** Start of TEXT PROVIDED **
Fundamental analysis is a set of methods for the future price level prediction based on the evaluation of political, economic, financial factors and credit policy. In the framework of fundamental analysis various news about monetary and financial events in the world, phenomena of political and economic life, both individual countries and the world community as a whole are taken into account. Case analysis is performed on how a particular event has an impact on the development of the financial market, what changes in rates it may lead to. The fundamental analysis is effective in long-term and medium-term price predictions.

The price prediction in this analysis also includes a study of individual organizations, enterprises and sectors of the economy to determine fair value. In the theory of fundamental analysis, there is a rule: if the current price of an object is higher or lower than the fair market value, the price of such object is overvalued or undervalued, and in the future, the market will move to the fair price.

The current level of the national economy is determined by the analysis of such macroeconomic indicators:
– Inflation expectations and inflation rate.
– GDP growth rate.
– Bank interest rates.
– Employment of population.
– Sell-through rates.
– Trust in this currency of the world financial market.
– Financial solvency of the population.
– Money stock growth dynamics on the domestic market.
– Speculative operations on the exchange market.
– The fiscal and monetary policy of the government.
– The development of other sectors of the global financial market.

The role of macroeconomic indicators in fundamental analysis

With the help of statistical data of macroeconomic indicators, traders and financial analysts study the current state of the economy and individual economic sectors of different countries and regions.
Our analysts take data for each indicator from reports published by public and private institutions during certain periods of the calendar year.

Our team of analysts creates a special economic calendar of important statements and events of the world economy, which is a valuable source of information and helps traders make the right decisions.

In the process of market analysis and prediction management, it is also important to understand that the market often changes after the publication of reports. Market volatility often takes place after the publication of reports on the economic and political situation. The degree of volatility depends on the indicator value. That is why it is important for traders to understand the value of a given indicator and how the specific indicator affects the economy.
** End of TEXT PROVIDED **
** Start of ITEMS **
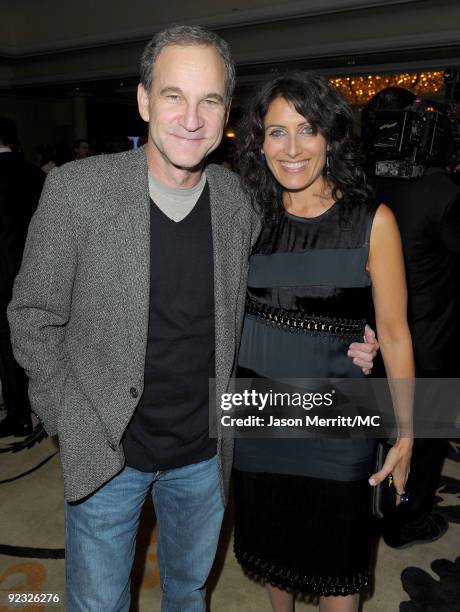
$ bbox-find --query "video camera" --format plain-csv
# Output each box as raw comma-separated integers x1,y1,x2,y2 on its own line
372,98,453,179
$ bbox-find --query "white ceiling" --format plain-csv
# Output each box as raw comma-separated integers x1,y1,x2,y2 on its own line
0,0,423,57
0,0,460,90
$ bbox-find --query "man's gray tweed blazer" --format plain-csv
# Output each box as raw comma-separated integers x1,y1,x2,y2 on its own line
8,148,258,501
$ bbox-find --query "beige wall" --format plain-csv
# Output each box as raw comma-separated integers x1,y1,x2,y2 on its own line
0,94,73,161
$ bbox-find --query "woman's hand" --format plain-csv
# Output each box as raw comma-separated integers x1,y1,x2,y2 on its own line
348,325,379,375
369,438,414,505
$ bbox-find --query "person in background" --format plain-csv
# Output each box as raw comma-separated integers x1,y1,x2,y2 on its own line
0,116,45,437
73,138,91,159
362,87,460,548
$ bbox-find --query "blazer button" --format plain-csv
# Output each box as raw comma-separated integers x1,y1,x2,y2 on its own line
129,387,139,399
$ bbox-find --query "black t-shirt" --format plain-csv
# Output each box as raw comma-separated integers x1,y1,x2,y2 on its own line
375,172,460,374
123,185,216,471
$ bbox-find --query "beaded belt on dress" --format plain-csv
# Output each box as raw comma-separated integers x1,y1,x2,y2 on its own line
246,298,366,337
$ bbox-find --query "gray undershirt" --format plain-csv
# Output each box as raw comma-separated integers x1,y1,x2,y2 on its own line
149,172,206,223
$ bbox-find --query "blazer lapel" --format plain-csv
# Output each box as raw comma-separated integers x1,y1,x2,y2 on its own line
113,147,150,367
** End of ITEMS **
### TASK INSTRUCTIONS:
In the text on fundamental analysis, what kinds of price predictions is fundamental analysis said to be effective for?

### RESPONSE TO THIS EXERCISE:
Long-term and medium-term price predictions.